**WORK INSTRUCTIONS**
From the items below, pick out and copy each line that contains the word "stainless".

**RECORDS TO USE**

- - -

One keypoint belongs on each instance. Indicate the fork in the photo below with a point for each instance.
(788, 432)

- - -

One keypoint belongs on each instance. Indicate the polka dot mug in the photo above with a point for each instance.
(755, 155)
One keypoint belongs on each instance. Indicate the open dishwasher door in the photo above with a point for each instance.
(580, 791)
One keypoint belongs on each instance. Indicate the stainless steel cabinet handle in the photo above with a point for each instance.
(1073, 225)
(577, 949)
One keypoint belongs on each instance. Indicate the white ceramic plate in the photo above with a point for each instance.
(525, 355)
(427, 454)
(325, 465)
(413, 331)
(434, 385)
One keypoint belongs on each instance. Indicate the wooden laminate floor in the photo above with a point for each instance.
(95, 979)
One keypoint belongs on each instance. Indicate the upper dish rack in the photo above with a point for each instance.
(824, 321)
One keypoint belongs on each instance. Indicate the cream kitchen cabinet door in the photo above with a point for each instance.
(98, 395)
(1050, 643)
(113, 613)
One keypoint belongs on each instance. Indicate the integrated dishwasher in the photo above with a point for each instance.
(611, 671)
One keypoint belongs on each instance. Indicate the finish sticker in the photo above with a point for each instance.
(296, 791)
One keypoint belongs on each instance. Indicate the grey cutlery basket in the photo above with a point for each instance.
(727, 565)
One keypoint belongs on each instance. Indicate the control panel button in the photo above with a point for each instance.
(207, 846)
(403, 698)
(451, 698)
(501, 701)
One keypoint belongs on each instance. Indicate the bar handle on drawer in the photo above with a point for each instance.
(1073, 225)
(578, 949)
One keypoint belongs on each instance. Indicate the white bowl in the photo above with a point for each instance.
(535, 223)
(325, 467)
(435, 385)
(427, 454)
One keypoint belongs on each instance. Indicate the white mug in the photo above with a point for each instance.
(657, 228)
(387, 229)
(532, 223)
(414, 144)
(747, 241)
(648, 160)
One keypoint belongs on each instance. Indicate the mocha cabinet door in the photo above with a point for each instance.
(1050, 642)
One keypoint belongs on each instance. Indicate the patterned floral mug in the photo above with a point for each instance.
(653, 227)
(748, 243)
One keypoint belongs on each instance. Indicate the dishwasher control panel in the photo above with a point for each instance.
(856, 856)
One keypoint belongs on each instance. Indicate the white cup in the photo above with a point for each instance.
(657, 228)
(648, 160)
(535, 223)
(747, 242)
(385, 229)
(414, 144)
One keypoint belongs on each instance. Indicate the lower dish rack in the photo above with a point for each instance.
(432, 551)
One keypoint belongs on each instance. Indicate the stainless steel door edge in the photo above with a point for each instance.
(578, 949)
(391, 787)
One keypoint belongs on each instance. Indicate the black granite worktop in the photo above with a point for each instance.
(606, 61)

- - -

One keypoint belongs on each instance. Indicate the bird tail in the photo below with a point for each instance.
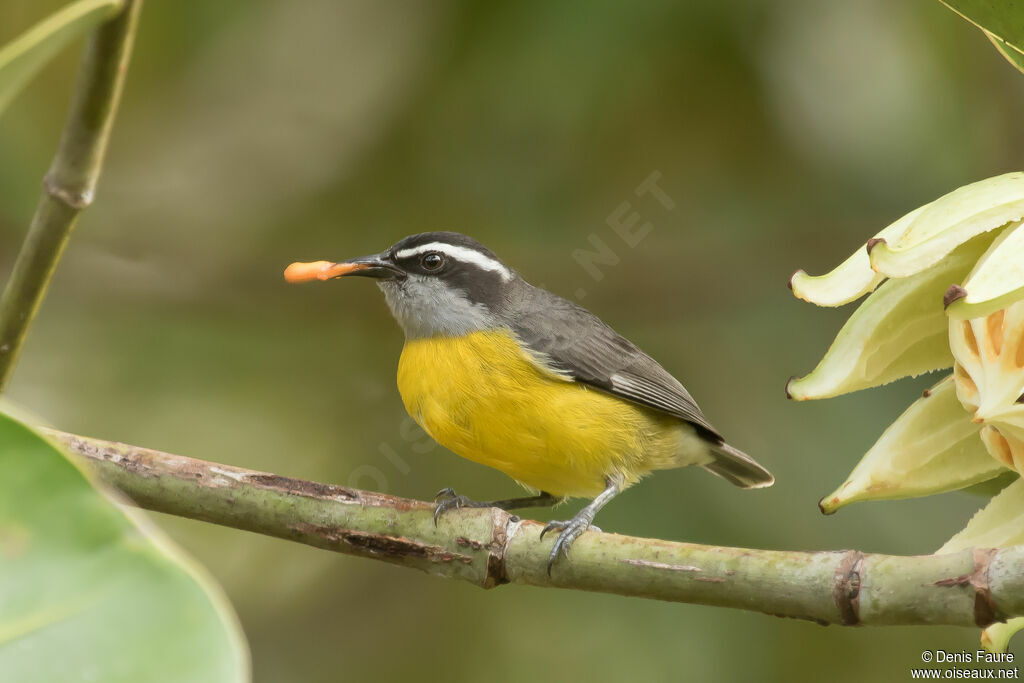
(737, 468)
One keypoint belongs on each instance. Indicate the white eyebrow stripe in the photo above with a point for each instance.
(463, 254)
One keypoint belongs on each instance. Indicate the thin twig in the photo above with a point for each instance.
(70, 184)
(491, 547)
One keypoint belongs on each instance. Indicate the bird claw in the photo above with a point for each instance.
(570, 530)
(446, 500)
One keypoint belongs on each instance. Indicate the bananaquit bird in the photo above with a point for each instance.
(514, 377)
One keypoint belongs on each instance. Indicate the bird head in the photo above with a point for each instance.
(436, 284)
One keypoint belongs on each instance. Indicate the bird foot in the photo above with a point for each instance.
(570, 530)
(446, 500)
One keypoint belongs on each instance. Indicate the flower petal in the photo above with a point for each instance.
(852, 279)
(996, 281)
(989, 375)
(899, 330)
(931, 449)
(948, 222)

- - -

**RIGHT ANSWER**
One keypoint belongs on each instance. Indicate the stainless steel cabinet handle in the photo above with a point for each instance.
One keypoint belongs on each instance. Indicate the stainless steel door edge in the photo above with a point for each instance.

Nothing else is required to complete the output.